[Items contained in a dataset]
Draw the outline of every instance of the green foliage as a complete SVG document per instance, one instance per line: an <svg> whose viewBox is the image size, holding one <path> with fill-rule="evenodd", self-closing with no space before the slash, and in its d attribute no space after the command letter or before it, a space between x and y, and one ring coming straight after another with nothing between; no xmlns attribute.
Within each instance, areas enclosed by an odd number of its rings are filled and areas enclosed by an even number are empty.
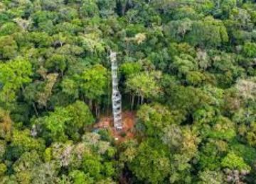
<svg viewBox="0 0 256 184"><path fill-rule="evenodd" d="M247 165L242 158L238 156L234 153L229 153L221 161L221 166L230 169L240 171L250 171L251 168Z"/></svg>
<svg viewBox="0 0 256 184"><path fill-rule="evenodd" d="M95 65L82 72L80 87L85 96L91 100L103 94L107 87L107 71L102 65Z"/></svg>
<svg viewBox="0 0 256 184"><path fill-rule="evenodd" d="M0 1L0 183L255 183L255 1Z"/></svg>
<svg viewBox="0 0 256 184"><path fill-rule="evenodd" d="M139 180L151 183L163 182L169 173L170 161L164 146L151 140L142 142L129 166ZM153 145L151 145L153 144Z"/></svg>
<svg viewBox="0 0 256 184"><path fill-rule="evenodd" d="M94 118L88 107L81 101L76 101L65 108L56 108L49 115L35 120L38 125L43 125L45 137L53 141L66 141L69 137L73 140L80 138L86 126L91 125Z"/></svg>

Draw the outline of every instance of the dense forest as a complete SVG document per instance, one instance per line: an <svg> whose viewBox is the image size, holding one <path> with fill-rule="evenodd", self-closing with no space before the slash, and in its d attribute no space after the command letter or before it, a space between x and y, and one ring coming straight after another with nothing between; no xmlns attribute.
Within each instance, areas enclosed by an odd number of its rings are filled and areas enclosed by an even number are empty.
<svg viewBox="0 0 256 184"><path fill-rule="evenodd" d="M256 183L256 1L1 0L0 183Z"/></svg>

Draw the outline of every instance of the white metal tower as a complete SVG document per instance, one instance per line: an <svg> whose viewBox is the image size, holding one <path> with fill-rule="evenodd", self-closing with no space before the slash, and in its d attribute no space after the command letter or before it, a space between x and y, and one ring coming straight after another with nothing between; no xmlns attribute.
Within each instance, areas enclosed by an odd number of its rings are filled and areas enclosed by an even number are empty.
<svg viewBox="0 0 256 184"><path fill-rule="evenodd" d="M114 127L117 130L122 130L122 96L118 89L117 53L110 51L111 71L112 79L112 110Z"/></svg>

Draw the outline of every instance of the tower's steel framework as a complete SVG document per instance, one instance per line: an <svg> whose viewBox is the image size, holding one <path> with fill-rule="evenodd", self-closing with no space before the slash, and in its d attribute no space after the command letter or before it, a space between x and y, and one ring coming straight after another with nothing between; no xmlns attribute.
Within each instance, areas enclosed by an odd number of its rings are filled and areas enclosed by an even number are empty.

■ **Work to complete**: Could you write out all of the items again with "dense forest" swapped for "thick woodland" and everything else left the same, leaving the pictures out?

■ **Solved exercise**:
Draw the outline of every instance of the green foliage as a complete SVG document per instance, one instance per line: an <svg> whose viewBox is the image size, holding one <path> with fill-rule="evenodd", self-closing with no space before the slash, and in its d attribute no space after the command letter or before it, a space between x and y, and one ring coming straight after another with nothing between; no xmlns attribute.
Within each instance, areas enclosed by an odd number of its rings are filled and areas enclosed by an even number are empty.
<svg viewBox="0 0 256 184"><path fill-rule="evenodd" d="M247 165L242 158L238 156L234 153L229 153L221 161L221 166L230 169L240 171L250 171L251 168Z"/></svg>
<svg viewBox="0 0 256 184"><path fill-rule="evenodd" d="M95 65L82 72L80 87L85 96L91 100L103 94L107 87L107 71L102 65Z"/></svg>
<svg viewBox="0 0 256 184"><path fill-rule="evenodd" d="M0 1L0 183L255 183L255 1Z"/></svg>
<svg viewBox="0 0 256 184"><path fill-rule="evenodd" d="M139 180L151 183L163 182L169 173L170 161L164 146L151 140L142 142L129 166ZM153 145L151 145L153 144Z"/></svg>
<svg viewBox="0 0 256 184"><path fill-rule="evenodd" d="M94 118L88 107L81 101L76 101L65 108L56 108L49 115L35 120L38 125L43 125L45 137L53 141L66 141L69 137L73 140L80 138L86 126L91 125Z"/></svg>

Draw the outline of every instance of the thick woodland as a complete SVG document per instance, one instance per line: an <svg> whose viewBox is the image size, holding one <path> with fill-rule="evenodd", self-closing with no space before the slash, and in its d attribute no space after the command letter or before it, a space between x and y, and one ring coming straight after another with nothing between; no xmlns attribute.
Within each instance, areas enclosed by an odd number of its rings are filled and areas enclosed by an even number are empty.
<svg viewBox="0 0 256 184"><path fill-rule="evenodd" d="M256 183L256 1L1 0L0 183Z"/></svg>

Draw the outline of every instance of the white metal tower as a complete SVG document per instance, one instance per line: an <svg> whose viewBox is the image size, holding one <path> with fill-rule="evenodd", self-closing with no space before the slash, and in its d attribute no space after the command letter or before it, a space between x and y, and one ring coming straight after another with nothing between; no xmlns attribute.
Within each instance, areas enclosed by an odd number of its rings are filled and areas enclosed by an even number are empty.
<svg viewBox="0 0 256 184"><path fill-rule="evenodd" d="M114 127L117 130L122 130L122 96L118 89L117 53L110 51L111 71L112 79L112 110Z"/></svg>

Draw the outline of every instance of the tower's steel framework as a complete SVG document per instance, one instance per line: an <svg> whose viewBox is the image size, holding one <path> with fill-rule="evenodd", self-closing with no space before the slash, and in its d attribute no space after the command letter or before it, a space between x and y, and one ring coming straight after another with nothing between; no xmlns attribute.
Within each instance, areas enclosed by an odd number of its rings are filled and areas enclosed by an even number are empty.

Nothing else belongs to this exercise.